## [Named object pointing entries]

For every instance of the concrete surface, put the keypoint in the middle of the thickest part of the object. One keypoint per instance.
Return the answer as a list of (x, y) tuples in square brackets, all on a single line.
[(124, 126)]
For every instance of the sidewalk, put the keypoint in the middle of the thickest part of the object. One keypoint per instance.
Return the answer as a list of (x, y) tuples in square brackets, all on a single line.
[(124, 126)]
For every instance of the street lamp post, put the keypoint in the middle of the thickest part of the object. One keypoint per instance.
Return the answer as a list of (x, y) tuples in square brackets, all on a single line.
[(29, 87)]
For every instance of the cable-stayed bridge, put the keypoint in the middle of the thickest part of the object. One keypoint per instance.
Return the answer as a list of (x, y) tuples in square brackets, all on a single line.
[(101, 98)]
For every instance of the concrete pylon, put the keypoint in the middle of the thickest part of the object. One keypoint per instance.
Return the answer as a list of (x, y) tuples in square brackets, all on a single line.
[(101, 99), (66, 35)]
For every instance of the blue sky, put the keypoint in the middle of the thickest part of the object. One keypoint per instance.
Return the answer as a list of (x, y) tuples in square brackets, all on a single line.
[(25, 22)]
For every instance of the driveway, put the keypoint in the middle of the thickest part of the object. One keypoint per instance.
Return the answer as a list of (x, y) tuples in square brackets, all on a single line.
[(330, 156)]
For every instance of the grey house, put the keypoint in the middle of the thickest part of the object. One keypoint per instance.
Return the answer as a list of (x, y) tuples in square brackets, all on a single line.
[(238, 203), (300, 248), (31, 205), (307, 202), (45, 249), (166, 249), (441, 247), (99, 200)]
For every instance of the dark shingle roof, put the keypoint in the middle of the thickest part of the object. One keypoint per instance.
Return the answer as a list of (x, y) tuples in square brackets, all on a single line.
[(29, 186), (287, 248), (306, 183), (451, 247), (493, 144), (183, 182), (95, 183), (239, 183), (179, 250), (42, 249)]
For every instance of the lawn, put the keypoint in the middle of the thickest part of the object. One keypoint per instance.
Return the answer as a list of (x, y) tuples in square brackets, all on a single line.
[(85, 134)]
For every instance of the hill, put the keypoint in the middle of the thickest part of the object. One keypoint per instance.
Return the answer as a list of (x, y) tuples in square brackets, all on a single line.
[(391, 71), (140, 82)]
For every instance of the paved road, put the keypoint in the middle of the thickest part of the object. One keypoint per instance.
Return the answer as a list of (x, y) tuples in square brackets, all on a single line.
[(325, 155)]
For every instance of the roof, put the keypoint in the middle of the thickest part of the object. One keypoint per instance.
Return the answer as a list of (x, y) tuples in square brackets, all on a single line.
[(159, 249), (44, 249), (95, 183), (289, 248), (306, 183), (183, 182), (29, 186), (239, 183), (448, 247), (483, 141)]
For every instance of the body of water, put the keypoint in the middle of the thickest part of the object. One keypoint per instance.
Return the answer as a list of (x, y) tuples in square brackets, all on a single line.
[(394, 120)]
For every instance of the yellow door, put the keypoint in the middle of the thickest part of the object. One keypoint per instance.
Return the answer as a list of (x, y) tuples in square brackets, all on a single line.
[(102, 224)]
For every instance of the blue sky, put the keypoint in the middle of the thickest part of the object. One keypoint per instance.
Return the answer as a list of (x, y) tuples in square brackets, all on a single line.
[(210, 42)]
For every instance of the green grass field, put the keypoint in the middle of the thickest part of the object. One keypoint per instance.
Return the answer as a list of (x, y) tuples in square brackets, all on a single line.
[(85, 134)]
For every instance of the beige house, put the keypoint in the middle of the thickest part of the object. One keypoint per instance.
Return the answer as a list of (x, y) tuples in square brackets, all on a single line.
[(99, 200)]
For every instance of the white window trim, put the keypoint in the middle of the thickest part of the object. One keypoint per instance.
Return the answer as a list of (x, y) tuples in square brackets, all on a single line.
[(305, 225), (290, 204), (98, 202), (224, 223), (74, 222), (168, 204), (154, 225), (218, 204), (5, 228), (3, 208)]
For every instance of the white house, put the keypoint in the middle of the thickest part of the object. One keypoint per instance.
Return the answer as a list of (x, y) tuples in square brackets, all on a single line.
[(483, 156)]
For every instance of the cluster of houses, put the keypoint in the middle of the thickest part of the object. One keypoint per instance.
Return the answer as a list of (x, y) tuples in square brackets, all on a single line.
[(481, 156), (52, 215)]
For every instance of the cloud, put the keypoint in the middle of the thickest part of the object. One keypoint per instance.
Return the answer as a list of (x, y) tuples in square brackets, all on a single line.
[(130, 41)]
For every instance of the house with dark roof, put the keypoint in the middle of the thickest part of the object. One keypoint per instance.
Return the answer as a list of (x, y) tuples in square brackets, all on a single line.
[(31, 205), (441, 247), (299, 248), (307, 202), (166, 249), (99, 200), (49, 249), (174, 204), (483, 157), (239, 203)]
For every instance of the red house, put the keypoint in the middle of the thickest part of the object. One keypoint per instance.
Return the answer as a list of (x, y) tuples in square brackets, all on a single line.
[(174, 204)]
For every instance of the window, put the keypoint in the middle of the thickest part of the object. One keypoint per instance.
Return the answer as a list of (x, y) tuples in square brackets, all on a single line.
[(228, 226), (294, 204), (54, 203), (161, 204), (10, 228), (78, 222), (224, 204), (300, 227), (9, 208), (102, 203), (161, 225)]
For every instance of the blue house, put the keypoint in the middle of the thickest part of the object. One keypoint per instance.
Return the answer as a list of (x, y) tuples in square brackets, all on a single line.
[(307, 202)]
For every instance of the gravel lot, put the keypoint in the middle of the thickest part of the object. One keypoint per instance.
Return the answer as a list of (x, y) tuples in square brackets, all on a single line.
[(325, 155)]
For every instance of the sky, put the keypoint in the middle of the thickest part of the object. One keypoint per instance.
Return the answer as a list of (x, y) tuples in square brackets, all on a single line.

## [Task description]
Please copy the records again, starting at the line containing "For every instance of the white window" and ending at the line containing "228), (3, 208)]", with the requests kept as they are. Shift every coordinate in the answers by adding -137 to it.

## [Final answer]
For every instance of the white window trim, put the keypoint in the middle of the thickest part of the object. One keypoint per instance.
Return the answer as a list of (x, y) tuples in square brackets, all on a single line.
[(168, 88), (153, 67), (-39, 65), (87, 86), (-63, 85), (31, 67), (17, 88), (81, 67), (-132, 91), (-134, 71)]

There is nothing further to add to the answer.